- [Task directions]: Reproduce exactly the final portion of the data: every line from the one containing "Task: locate the sun glow" through the last line, inclusive.

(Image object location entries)
## BEGIN

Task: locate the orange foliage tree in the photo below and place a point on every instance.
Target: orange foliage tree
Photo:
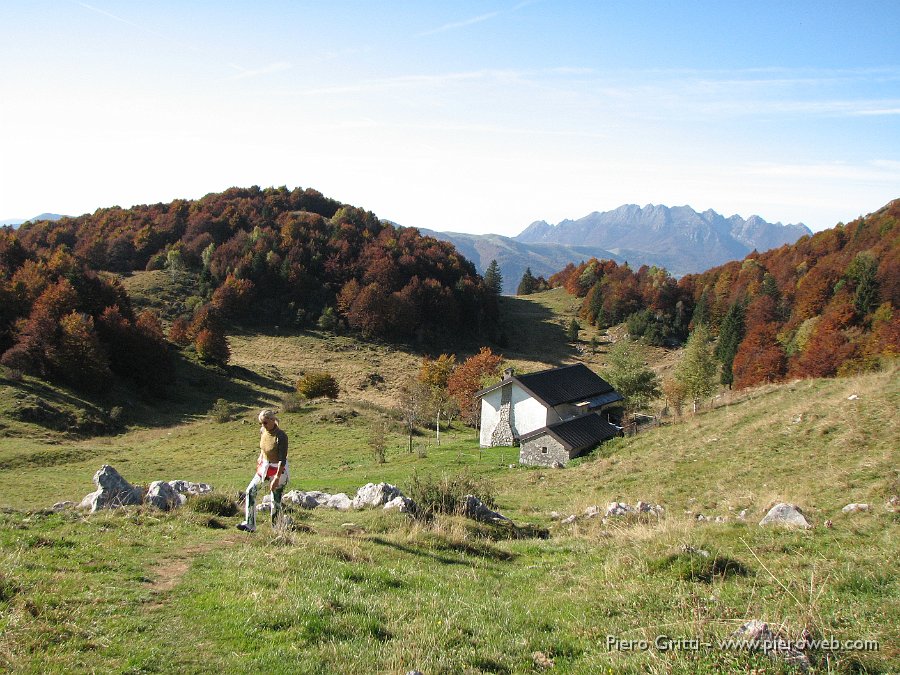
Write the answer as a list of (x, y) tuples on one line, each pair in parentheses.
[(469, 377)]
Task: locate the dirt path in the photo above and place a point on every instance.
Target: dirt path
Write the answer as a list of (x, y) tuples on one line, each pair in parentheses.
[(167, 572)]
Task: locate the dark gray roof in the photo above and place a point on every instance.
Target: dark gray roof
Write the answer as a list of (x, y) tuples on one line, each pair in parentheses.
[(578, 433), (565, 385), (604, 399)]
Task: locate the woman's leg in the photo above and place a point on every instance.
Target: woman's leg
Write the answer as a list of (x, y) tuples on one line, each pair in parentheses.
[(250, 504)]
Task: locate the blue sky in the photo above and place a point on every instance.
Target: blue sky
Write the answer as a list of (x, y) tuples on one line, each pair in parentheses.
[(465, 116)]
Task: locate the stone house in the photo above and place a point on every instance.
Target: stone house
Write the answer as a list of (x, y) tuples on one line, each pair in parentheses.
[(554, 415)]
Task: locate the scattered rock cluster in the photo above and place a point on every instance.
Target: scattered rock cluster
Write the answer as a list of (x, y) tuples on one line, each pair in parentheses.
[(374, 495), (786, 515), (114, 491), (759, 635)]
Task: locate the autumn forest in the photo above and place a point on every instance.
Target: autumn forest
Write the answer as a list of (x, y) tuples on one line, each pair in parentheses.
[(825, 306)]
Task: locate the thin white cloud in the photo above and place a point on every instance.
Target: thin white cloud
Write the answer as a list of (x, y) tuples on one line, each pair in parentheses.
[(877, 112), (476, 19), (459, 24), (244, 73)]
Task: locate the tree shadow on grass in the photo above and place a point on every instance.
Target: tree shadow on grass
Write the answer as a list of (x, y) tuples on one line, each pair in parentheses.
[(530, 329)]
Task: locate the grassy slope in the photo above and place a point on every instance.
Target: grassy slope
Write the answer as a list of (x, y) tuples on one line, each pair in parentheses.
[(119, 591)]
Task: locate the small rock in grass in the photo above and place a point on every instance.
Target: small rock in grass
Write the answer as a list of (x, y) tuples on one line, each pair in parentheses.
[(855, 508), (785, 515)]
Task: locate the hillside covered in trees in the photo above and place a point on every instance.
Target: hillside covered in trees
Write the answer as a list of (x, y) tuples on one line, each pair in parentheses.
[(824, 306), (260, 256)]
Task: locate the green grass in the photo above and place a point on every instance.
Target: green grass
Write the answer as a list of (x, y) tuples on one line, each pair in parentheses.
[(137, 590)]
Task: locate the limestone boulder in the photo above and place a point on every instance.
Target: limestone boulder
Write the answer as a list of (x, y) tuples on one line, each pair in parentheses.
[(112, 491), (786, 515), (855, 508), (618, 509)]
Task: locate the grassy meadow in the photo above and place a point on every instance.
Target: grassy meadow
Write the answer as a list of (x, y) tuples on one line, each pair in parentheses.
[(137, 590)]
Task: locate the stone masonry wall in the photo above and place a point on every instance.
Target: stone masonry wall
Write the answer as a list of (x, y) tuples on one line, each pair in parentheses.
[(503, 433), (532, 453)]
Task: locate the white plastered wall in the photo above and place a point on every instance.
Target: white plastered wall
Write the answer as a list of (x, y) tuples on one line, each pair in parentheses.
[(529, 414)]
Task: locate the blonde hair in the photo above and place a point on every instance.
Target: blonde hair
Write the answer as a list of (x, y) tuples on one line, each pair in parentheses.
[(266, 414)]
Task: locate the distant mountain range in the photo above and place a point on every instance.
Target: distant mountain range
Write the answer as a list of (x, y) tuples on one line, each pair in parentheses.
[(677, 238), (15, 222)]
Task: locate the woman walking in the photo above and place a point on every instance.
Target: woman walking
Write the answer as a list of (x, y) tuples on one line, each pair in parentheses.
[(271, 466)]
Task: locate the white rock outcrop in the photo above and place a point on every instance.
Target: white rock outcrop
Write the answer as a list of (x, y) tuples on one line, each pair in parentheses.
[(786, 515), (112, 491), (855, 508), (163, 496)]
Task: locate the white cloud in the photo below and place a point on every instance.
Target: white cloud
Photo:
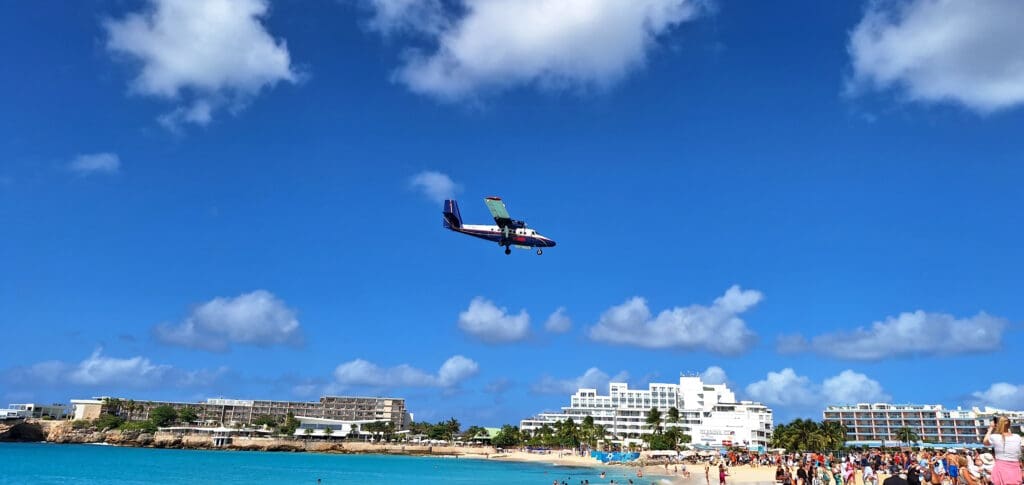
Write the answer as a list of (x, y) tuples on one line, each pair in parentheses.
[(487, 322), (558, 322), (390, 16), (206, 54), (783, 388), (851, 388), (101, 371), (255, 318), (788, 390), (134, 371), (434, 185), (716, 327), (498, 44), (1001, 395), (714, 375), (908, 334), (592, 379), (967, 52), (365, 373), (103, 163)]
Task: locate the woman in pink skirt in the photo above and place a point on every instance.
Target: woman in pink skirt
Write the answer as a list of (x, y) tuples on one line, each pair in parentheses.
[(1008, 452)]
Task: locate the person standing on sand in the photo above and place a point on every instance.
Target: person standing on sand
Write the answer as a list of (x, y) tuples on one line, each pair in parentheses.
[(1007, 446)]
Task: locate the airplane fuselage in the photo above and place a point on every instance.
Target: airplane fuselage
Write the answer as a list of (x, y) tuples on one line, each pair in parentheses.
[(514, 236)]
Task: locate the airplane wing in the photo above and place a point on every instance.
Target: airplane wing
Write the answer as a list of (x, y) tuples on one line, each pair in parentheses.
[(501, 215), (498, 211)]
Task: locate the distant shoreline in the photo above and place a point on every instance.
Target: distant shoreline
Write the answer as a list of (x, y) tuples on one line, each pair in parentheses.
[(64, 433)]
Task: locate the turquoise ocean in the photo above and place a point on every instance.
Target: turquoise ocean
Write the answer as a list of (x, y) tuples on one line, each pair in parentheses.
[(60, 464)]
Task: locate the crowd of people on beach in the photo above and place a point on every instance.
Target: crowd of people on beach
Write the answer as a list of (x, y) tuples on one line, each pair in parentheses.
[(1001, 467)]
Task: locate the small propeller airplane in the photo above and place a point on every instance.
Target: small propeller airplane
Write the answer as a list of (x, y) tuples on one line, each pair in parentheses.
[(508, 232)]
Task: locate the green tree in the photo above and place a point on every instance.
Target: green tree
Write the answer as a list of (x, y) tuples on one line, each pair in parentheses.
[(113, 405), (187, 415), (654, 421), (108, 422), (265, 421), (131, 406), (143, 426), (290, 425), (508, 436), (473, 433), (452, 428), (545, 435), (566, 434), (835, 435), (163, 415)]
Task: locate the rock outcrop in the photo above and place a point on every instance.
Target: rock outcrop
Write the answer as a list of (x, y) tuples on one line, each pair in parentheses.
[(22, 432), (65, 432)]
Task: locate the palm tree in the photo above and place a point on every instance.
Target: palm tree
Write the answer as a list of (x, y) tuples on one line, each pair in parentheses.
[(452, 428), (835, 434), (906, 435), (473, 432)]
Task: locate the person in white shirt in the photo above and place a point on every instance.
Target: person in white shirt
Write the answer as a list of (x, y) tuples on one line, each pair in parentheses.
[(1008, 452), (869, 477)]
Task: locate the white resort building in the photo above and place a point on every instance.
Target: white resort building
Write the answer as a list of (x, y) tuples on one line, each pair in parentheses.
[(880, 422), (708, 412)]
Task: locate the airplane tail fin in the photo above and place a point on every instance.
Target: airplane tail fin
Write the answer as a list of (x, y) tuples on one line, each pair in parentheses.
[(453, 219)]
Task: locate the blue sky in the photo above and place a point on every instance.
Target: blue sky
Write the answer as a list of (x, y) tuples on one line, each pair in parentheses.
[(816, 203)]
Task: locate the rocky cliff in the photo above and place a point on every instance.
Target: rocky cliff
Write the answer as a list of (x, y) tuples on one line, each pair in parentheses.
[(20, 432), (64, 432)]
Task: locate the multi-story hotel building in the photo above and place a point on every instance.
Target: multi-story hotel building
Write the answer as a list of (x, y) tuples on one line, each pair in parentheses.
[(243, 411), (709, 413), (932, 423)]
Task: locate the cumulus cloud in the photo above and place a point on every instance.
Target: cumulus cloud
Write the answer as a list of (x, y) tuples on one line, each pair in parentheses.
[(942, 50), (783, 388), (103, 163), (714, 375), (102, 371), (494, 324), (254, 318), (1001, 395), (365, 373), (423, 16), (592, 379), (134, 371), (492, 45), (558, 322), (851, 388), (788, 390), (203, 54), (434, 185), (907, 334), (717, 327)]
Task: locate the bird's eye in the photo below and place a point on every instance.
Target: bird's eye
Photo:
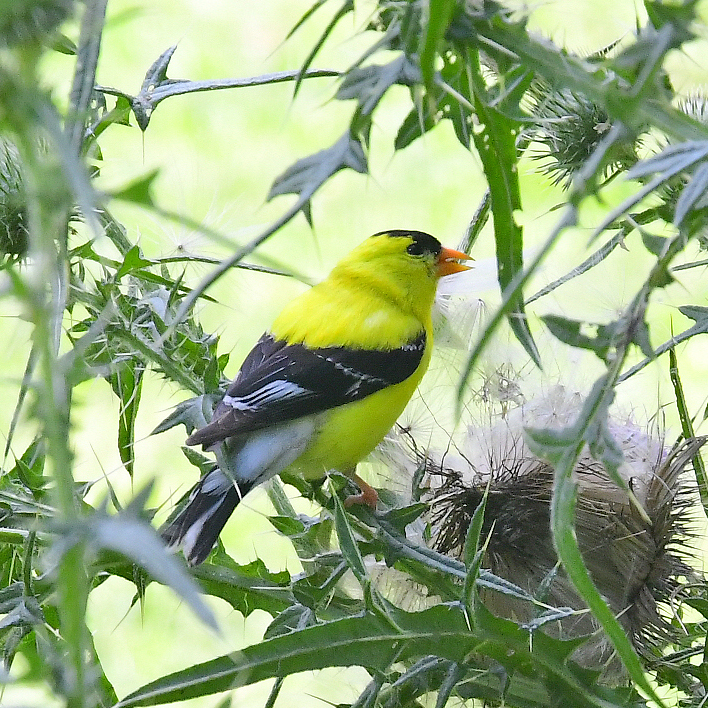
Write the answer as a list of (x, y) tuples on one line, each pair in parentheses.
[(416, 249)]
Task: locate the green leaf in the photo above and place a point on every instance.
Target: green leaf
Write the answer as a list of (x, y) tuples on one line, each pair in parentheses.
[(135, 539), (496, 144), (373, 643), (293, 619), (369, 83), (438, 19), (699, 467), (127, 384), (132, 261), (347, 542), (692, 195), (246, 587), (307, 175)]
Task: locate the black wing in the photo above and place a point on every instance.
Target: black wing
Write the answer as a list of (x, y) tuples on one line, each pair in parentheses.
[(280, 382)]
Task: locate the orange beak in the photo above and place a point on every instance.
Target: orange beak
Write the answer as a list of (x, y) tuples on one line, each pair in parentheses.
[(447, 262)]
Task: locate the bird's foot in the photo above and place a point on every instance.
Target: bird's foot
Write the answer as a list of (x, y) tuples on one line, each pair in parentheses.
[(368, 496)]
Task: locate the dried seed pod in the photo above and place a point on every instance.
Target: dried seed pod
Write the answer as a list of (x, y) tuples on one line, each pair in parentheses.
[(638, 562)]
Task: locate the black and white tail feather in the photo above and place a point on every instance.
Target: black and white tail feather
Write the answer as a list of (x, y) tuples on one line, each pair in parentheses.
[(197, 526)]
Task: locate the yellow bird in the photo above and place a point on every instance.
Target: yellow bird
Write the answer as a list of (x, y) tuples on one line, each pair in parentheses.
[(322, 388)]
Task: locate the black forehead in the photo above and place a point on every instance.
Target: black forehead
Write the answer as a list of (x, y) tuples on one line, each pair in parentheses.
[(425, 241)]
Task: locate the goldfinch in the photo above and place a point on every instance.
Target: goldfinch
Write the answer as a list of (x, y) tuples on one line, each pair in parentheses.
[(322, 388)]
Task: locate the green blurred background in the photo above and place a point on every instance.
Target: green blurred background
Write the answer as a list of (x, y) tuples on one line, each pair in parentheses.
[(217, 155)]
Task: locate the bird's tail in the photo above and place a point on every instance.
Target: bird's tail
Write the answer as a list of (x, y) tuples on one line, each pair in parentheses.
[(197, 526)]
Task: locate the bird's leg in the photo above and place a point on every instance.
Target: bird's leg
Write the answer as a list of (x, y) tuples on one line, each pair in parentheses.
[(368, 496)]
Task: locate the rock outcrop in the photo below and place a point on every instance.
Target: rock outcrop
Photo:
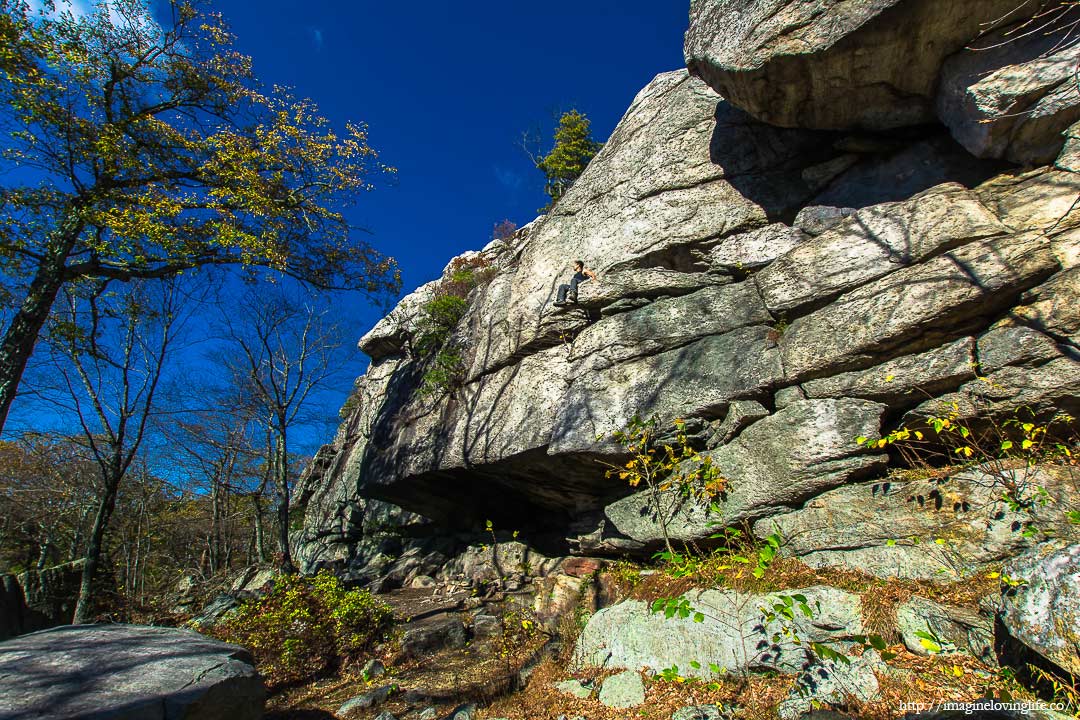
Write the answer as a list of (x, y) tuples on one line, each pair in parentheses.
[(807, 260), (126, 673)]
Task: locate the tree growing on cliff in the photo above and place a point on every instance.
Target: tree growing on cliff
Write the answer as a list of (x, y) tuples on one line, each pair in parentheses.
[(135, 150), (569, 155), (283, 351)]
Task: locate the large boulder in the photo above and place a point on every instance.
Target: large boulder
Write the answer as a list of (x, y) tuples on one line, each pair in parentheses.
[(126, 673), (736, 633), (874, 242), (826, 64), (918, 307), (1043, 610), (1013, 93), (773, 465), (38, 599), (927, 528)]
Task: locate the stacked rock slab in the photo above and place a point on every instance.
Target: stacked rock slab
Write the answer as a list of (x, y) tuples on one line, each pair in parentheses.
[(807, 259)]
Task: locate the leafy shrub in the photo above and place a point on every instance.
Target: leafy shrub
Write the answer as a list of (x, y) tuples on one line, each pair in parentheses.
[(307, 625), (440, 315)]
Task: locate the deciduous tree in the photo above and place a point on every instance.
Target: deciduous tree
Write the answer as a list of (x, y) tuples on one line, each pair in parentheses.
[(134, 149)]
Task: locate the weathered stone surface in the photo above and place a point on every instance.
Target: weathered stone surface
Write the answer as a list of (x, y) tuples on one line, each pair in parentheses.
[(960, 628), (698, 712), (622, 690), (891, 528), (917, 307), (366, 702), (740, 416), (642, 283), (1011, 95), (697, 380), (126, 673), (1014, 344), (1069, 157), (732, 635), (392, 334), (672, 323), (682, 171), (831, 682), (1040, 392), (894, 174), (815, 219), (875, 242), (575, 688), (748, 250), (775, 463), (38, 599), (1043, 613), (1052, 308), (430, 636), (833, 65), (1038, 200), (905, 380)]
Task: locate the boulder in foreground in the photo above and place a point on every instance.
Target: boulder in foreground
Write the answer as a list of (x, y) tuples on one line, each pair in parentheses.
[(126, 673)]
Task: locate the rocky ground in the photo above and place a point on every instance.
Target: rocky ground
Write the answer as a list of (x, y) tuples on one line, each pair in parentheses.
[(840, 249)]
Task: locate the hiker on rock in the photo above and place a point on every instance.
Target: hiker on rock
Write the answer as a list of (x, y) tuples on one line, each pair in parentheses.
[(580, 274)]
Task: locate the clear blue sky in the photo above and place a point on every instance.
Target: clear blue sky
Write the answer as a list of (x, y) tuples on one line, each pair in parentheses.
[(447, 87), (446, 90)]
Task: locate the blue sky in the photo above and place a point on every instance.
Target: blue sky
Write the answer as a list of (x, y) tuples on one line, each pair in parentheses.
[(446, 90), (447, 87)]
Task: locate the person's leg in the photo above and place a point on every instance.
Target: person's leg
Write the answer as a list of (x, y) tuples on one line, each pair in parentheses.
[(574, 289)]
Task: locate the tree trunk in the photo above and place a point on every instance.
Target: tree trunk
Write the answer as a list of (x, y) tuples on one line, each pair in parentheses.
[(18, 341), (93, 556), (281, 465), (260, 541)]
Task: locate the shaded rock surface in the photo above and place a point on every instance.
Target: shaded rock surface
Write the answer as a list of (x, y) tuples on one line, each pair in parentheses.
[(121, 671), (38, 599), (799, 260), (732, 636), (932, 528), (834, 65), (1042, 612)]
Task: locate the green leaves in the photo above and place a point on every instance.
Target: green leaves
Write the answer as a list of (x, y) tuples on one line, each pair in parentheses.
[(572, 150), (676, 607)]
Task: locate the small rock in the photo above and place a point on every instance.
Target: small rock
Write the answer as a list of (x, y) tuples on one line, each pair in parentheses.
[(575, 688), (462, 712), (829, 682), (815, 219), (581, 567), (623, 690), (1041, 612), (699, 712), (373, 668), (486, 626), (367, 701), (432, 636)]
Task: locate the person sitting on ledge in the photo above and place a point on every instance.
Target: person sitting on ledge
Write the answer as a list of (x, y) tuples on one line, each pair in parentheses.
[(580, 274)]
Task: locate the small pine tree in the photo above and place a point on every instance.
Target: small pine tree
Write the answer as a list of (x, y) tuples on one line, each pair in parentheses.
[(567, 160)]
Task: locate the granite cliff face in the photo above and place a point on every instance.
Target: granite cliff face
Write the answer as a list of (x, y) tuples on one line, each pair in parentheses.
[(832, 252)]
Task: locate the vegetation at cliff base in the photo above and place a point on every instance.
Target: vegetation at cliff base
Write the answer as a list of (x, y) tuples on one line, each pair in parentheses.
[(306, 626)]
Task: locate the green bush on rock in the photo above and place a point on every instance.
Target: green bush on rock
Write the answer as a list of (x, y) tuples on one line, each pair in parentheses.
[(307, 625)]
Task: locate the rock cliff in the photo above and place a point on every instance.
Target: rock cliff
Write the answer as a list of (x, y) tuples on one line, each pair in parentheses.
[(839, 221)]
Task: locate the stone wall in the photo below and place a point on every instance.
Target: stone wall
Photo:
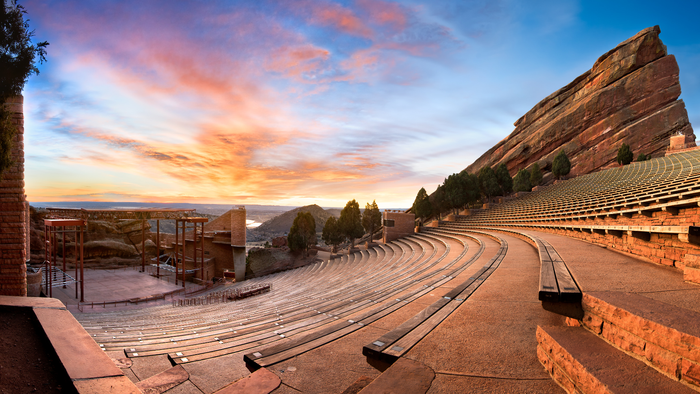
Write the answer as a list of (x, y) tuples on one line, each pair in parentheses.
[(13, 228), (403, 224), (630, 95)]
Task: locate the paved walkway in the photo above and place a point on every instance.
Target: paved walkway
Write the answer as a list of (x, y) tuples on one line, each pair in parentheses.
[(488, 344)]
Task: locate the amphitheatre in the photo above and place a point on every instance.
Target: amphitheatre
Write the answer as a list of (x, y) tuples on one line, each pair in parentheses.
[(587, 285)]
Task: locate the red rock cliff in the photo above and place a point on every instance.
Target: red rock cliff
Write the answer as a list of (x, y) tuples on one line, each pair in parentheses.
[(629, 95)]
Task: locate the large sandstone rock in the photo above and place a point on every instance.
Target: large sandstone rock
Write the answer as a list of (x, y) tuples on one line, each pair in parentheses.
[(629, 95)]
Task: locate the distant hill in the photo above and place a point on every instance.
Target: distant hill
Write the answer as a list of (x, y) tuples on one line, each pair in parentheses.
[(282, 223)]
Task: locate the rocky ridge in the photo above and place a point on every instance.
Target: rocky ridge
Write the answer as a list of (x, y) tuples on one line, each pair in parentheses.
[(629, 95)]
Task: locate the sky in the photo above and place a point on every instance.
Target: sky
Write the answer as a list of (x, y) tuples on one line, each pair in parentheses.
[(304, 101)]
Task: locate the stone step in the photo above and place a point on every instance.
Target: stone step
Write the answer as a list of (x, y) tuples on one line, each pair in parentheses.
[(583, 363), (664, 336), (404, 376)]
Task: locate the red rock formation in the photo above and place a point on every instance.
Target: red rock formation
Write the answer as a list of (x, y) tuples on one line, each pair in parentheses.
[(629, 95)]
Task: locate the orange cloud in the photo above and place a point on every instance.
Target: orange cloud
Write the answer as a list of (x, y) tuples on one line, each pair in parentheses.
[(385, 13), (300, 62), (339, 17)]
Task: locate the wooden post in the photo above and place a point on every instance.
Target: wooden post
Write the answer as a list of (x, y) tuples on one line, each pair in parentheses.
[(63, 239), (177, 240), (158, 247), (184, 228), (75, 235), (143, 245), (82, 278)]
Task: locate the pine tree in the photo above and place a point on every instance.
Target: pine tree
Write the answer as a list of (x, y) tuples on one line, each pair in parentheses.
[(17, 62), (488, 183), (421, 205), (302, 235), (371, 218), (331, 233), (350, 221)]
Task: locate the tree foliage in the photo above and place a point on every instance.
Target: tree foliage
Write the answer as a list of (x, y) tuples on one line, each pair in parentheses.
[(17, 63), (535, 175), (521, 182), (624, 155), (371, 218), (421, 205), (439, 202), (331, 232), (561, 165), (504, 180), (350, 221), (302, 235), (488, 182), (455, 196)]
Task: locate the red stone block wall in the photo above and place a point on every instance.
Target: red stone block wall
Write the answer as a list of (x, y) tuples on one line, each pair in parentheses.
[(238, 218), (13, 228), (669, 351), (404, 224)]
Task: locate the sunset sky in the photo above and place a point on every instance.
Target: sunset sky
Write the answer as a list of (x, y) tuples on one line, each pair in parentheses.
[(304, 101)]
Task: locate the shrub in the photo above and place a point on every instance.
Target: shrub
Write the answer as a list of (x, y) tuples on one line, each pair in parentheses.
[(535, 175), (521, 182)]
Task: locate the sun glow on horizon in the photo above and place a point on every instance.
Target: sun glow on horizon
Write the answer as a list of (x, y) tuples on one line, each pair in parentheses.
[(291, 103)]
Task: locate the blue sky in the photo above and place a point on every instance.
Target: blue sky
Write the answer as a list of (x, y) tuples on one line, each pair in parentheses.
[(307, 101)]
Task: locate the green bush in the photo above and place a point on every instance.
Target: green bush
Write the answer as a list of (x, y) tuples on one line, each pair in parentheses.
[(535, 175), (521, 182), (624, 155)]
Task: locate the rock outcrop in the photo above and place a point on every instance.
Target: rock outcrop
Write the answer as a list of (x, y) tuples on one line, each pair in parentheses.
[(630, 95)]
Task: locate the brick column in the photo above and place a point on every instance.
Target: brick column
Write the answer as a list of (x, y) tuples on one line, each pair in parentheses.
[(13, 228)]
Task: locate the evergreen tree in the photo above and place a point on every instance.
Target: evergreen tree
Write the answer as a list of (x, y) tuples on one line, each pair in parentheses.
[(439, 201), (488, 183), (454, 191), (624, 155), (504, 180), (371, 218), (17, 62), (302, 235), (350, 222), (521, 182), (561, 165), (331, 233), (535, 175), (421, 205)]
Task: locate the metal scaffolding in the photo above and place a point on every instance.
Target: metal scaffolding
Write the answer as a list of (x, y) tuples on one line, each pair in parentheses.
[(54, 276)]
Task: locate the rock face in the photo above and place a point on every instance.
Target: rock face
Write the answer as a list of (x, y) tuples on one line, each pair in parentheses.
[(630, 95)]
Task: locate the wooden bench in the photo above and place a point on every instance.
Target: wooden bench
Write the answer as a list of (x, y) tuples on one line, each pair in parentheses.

## END

- [Full solution]:
Task: locate the sun glow on horizon in the photo above and place a point on every instance.
Target: sun glow on horizon
Write the answer as a list of (x, y) tuples on one line, each pair in parentheses.
[(291, 103)]
Task: locate the blue sky in the photo above and place a point on every instance.
Target: blue sky
Write the answer as a list of (x, y) tuples on one line, each pair in parentheses.
[(307, 101)]
Task: locate the green bush in the photo above and place a point on every instance.
Target: green bush
Write the answer as a list of (x, y) tuples on one line, each pair in parentheses.
[(535, 175), (521, 182), (624, 155)]
Task: locate the rock outcrop in the photo above and place a point on every instance.
Target: rock outcrop
Write the answer as a list of (x, y) tuples on one line, each pair in parentheses.
[(630, 95)]
Task: locate the brick column in the photo above and place a point on every instance.
Target: brick column
Write the answer as a list of (x, y) tuples on one line, each pair in parentheses.
[(13, 228)]
Task: locate the evergreen tree in the photo above and place a point on every instance.
Target: evergreen tree
Write the answer as a list of (x, y) tuples on one line, each pair in parentheses.
[(439, 201), (488, 183), (454, 191), (624, 155), (504, 180), (371, 218), (17, 62), (302, 235), (350, 222), (521, 182), (561, 165), (331, 233), (535, 175), (421, 205)]
Task: locate the metal scaffolding in the photo above and place a point on every instance.
Target: metal scaffolding
Write the answer as a list of (x, y) tuples on one line, each pair in parentheses.
[(54, 276)]
Task: locate the rock face in the photo above and place a point on every instance.
Target: rock face
Write the answer as a list of (x, y) tuples on one line, each pair in parentheses.
[(630, 95)]
Task: locate the wooden bench in the photo above and place a point on every instance.
Target: wooden bench
Write the answer as a list of (x, y) tuples on one line, each pair in parentheses.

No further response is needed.